— WRITTEN PROBLEM —
Return, unchanged, every line from the start of the items through the line that contains "Query: green stem", with both ends included. Leave the pictures out.

==*==

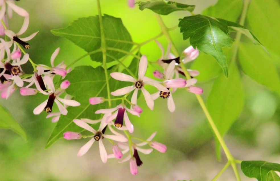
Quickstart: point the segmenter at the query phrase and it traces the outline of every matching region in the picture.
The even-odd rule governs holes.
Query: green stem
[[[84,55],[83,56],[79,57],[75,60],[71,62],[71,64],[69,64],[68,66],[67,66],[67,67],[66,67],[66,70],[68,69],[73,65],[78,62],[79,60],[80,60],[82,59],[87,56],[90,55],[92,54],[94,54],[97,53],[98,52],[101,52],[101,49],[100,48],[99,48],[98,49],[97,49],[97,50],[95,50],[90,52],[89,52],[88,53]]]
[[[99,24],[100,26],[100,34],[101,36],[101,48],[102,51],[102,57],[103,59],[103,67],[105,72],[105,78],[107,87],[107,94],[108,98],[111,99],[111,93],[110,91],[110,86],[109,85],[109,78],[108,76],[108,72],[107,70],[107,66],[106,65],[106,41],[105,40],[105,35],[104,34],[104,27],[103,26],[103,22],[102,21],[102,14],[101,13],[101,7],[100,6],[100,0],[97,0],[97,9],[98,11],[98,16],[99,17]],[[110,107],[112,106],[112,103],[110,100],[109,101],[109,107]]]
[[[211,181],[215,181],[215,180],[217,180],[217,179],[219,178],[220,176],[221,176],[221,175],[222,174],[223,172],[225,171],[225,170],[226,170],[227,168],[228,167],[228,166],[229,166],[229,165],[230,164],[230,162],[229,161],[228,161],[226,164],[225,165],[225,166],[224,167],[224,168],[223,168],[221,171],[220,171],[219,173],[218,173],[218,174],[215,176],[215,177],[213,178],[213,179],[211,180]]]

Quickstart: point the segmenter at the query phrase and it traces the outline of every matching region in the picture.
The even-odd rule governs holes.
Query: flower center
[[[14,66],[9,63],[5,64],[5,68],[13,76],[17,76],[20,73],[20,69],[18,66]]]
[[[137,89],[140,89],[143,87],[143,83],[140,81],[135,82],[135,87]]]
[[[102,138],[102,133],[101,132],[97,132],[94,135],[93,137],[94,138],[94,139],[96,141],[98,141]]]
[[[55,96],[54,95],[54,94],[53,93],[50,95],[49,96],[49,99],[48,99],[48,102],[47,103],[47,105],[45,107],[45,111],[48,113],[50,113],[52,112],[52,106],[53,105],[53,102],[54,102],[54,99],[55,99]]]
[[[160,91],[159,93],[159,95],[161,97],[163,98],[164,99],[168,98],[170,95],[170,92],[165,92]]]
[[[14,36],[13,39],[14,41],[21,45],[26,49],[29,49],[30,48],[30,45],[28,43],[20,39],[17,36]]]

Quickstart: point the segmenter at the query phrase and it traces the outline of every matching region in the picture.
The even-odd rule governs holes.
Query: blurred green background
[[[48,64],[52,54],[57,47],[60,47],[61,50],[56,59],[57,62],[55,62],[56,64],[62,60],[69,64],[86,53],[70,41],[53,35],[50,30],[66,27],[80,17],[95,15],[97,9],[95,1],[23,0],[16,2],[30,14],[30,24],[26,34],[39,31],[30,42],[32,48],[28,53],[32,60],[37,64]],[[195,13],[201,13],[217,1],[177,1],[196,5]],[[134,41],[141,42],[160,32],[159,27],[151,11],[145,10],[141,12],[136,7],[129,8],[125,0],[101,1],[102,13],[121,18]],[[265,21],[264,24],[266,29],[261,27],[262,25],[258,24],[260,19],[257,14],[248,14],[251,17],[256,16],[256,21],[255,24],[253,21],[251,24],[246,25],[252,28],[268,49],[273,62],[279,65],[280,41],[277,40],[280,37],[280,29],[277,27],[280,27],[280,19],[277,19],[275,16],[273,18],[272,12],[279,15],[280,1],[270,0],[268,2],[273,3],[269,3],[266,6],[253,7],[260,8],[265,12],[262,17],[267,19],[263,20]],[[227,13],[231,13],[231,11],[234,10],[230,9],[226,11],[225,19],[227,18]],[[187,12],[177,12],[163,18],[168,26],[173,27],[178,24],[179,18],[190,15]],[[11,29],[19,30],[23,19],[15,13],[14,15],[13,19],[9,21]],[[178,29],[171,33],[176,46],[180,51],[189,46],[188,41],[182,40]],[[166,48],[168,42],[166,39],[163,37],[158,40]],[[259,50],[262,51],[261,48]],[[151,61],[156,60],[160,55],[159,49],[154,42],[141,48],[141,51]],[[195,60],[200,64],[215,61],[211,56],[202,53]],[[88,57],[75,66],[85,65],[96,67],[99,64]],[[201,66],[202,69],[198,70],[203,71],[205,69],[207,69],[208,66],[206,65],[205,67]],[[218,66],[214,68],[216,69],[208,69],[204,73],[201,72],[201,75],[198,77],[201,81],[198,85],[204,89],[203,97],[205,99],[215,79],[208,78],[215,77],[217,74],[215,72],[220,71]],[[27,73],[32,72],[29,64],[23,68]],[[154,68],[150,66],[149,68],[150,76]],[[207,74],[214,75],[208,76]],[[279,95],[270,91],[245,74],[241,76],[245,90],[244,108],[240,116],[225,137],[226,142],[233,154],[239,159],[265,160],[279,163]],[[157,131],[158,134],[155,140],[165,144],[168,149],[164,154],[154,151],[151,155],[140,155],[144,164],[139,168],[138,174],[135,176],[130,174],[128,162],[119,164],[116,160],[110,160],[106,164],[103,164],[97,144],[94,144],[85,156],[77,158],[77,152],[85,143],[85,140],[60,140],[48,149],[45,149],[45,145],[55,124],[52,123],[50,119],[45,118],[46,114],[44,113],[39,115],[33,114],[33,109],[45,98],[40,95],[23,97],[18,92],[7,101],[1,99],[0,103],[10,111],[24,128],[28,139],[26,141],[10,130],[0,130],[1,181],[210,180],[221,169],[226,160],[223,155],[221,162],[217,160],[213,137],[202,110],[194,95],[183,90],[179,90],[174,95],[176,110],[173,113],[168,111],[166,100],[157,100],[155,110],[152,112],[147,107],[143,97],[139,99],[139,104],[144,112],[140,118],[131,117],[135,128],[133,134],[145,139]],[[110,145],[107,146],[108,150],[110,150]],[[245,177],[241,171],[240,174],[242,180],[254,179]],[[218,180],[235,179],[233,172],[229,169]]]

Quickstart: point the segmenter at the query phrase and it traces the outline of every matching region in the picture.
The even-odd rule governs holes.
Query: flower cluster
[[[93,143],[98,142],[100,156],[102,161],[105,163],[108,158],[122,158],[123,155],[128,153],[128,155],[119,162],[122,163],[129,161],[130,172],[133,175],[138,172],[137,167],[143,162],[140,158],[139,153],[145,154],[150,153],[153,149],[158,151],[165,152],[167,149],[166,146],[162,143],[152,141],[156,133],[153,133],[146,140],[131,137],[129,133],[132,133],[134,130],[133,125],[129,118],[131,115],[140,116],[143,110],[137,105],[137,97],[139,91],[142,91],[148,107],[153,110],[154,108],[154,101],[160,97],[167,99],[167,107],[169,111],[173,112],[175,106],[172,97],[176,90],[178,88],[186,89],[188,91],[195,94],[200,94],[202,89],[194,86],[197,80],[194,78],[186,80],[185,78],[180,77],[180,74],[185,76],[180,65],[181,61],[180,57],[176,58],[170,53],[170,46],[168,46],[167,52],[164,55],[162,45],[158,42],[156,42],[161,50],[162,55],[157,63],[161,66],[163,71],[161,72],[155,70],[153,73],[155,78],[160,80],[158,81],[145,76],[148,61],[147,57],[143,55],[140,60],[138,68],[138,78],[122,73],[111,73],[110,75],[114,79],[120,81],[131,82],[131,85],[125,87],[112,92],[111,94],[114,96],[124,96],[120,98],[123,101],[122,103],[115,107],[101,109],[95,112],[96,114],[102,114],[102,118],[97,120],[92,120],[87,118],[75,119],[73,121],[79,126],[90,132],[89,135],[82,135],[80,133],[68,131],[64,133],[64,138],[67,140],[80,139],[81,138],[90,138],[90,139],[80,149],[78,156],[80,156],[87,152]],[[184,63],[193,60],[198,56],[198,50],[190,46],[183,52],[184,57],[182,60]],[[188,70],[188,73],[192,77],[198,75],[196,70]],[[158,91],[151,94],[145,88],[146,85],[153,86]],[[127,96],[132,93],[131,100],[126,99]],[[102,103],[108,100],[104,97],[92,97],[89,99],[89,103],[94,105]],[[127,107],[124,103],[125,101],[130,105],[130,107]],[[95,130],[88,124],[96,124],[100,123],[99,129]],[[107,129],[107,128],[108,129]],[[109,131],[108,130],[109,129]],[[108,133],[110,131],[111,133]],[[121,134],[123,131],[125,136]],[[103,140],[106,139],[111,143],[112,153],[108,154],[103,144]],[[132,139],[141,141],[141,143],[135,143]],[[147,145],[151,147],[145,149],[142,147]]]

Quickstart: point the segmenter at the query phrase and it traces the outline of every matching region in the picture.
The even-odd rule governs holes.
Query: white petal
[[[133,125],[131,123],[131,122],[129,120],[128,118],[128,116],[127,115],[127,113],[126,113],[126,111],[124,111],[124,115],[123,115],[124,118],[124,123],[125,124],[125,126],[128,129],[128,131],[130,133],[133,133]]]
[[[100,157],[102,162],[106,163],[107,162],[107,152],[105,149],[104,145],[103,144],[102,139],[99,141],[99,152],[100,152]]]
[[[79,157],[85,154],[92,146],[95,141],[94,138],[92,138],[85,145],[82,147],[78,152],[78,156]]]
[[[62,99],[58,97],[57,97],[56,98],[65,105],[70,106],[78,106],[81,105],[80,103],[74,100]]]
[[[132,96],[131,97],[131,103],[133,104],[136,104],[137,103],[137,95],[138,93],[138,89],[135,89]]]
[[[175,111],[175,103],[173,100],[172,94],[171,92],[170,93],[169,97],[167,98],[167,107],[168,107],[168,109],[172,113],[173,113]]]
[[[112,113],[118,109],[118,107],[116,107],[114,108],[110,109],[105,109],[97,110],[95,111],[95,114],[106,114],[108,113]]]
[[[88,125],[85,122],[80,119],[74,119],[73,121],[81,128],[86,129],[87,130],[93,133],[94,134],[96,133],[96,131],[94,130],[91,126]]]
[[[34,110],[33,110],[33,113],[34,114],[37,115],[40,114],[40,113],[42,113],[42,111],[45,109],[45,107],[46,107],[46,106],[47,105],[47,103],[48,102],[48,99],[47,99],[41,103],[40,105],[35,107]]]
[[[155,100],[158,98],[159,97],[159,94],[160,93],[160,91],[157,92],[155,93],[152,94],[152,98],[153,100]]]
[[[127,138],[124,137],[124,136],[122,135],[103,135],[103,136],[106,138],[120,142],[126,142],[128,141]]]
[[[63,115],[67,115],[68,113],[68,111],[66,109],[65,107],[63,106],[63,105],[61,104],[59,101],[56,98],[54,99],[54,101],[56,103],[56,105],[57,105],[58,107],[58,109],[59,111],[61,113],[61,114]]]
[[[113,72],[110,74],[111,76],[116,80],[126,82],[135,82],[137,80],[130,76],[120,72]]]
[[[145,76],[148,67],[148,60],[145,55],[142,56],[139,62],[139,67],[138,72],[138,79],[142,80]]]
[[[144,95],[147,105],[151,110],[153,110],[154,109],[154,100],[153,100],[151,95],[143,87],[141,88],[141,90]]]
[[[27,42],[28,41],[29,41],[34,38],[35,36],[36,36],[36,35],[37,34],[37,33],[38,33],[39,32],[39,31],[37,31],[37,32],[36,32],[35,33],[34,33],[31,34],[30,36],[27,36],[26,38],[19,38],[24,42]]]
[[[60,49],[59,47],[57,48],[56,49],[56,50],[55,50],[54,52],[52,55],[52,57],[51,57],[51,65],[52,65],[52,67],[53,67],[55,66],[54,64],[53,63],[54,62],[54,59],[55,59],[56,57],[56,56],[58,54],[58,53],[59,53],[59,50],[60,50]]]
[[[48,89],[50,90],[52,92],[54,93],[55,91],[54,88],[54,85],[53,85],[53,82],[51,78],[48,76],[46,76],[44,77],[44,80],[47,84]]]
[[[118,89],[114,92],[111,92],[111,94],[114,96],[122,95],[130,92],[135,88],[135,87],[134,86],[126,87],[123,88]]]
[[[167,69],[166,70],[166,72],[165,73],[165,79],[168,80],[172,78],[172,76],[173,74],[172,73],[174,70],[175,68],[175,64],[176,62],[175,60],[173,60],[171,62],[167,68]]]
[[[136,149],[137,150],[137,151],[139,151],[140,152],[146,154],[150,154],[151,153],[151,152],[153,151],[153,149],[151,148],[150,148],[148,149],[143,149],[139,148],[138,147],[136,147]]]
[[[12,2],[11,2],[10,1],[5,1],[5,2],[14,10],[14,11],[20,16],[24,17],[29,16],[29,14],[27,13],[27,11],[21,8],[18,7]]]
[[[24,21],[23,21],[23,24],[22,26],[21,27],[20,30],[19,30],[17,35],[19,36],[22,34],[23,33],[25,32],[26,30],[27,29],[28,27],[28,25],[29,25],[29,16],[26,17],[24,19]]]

==*==

— COMPLETED EXERCISE —
Quickstart: point the segmenter at the query phrase and it traces the outline of every matching region in the picture.
The even-odd rule governs holes.
Query: green stem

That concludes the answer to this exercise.